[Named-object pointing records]
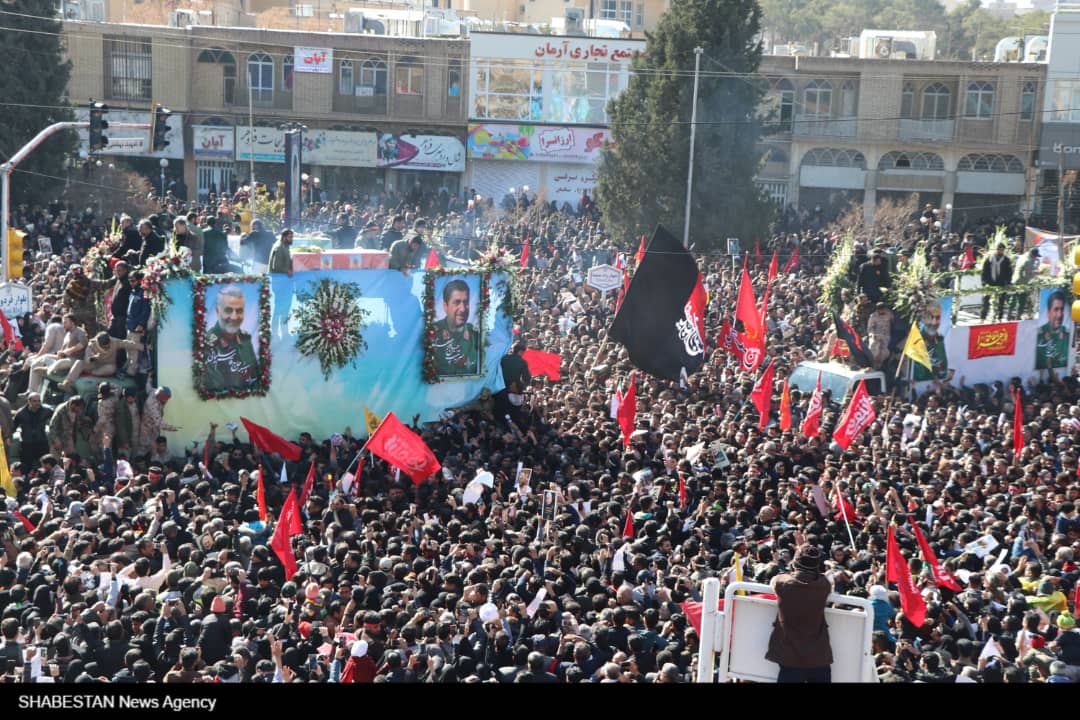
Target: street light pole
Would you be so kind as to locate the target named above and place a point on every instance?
(693, 130)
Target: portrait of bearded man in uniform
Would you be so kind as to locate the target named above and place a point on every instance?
(456, 345)
(230, 360)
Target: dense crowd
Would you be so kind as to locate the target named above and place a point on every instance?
(129, 560)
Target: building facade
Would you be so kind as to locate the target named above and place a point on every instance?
(381, 112)
(538, 111)
(959, 135)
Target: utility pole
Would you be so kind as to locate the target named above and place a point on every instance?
(693, 130)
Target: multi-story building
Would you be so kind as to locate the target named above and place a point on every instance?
(381, 112)
(959, 135)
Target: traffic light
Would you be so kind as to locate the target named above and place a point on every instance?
(97, 123)
(159, 128)
(15, 253)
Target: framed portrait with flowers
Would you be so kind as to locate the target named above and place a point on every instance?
(231, 336)
(455, 304)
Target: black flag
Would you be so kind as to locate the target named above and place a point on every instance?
(662, 317)
(850, 336)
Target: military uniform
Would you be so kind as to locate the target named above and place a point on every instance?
(456, 352)
(231, 363)
(1051, 347)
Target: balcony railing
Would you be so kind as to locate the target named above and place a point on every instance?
(927, 130)
(813, 126)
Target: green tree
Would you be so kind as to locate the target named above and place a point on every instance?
(642, 180)
(34, 92)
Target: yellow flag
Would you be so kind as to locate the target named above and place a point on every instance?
(370, 420)
(5, 481)
(916, 348)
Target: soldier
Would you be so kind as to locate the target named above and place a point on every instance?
(457, 342)
(230, 360)
(1052, 338)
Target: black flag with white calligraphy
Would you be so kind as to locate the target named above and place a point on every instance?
(662, 317)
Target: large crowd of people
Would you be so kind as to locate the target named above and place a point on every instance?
(126, 559)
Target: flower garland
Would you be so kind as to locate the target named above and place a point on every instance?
(429, 372)
(171, 265)
(331, 320)
(199, 335)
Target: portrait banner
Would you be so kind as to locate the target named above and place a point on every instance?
(231, 336)
(455, 307)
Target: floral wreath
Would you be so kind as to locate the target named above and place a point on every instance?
(200, 347)
(331, 322)
(429, 372)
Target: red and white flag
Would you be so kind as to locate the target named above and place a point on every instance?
(910, 600)
(761, 395)
(403, 449)
(942, 576)
(626, 413)
(856, 417)
(811, 424)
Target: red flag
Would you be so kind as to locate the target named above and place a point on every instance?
(761, 395)
(541, 363)
(403, 448)
(856, 417)
(9, 334)
(260, 498)
(942, 576)
(785, 408)
(969, 258)
(309, 484)
(752, 337)
(628, 410)
(811, 424)
(844, 508)
(288, 525)
(1017, 423)
(792, 261)
(910, 600)
(267, 442)
(22, 518)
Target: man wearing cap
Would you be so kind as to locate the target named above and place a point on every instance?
(874, 276)
(152, 421)
(799, 640)
(100, 358)
(997, 272)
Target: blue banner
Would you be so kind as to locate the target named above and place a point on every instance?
(388, 375)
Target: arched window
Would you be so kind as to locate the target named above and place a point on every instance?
(408, 77)
(935, 102)
(980, 100)
(286, 75)
(818, 99)
(990, 163)
(373, 73)
(835, 158)
(907, 100)
(920, 161)
(228, 63)
(346, 84)
(260, 77)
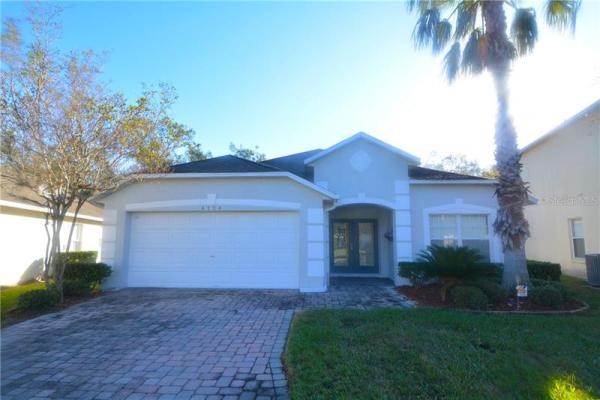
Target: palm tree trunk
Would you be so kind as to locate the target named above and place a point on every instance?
(511, 191)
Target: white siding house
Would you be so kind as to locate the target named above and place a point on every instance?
(23, 235)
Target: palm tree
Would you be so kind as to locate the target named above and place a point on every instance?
(478, 38)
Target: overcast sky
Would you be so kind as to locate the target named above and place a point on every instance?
(295, 76)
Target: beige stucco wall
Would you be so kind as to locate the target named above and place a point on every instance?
(563, 172)
(118, 209)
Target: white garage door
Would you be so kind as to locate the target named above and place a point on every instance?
(214, 250)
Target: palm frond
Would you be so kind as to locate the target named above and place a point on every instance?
(452, 62)
(562, 14)
(474, 53)
(524, 30)
(441, 37)
(425, 28)
(466, 18)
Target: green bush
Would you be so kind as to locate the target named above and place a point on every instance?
(449, 262)
(76, 288)
(562, 289)
(91, 273)
(417, 272)
(494, 292)
(78, 257)
(547, 296)
(543, 270)
(469, 297)
(39, 299)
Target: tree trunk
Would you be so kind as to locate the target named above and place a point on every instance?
(511, 191)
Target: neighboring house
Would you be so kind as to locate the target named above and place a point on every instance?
(354, 209)
(23, 236)
(563, 171)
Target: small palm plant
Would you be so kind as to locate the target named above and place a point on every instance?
(452, 265)
(478, 38)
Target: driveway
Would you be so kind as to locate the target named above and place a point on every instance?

## Required task
Update the records from the line that has "Target: white garage door" through the end of the records, replacing "green bush" with "green shrub" and leaving everything else unchanged.

## Written solution
Target: white garage door
Would you be so kind as to locate the target named above and place a point on every instance?
(214, 250)
Target: palm frond
Would you be so kind as to locate the target named above and place a point on every instance?
(452, 62)
(562, 14)
(474, 53)
(524, 30)
(441, 37)
(425, 28)
(466, 18)
Target: green shrub
Would you be so kind as to locate the target named above and place a point on every instance?
(449, 262)
(76, 288)
(562, 289)
(91, 273)
(417, 272)
(494, 292)
(78, 257)
(547, 296)
(543, 270)
(469, 297)
(39, 299)
Target: tree trunk
Would you be so kind as to locate the target named above and place a point on every instance?
(511, 191)
Target: neighboring house
Would you be so kind as to locate the target named above and place a point on every instance?
(354, 209)
(23, 236)
(563, 171)
Target: small palm plant
Would you be so kind as to locate the target named above and place a point on every instance?
(452, 265)
(478, 38)
Target: driveway
Would you be so kind as to locate the target named above and place a point on every instance?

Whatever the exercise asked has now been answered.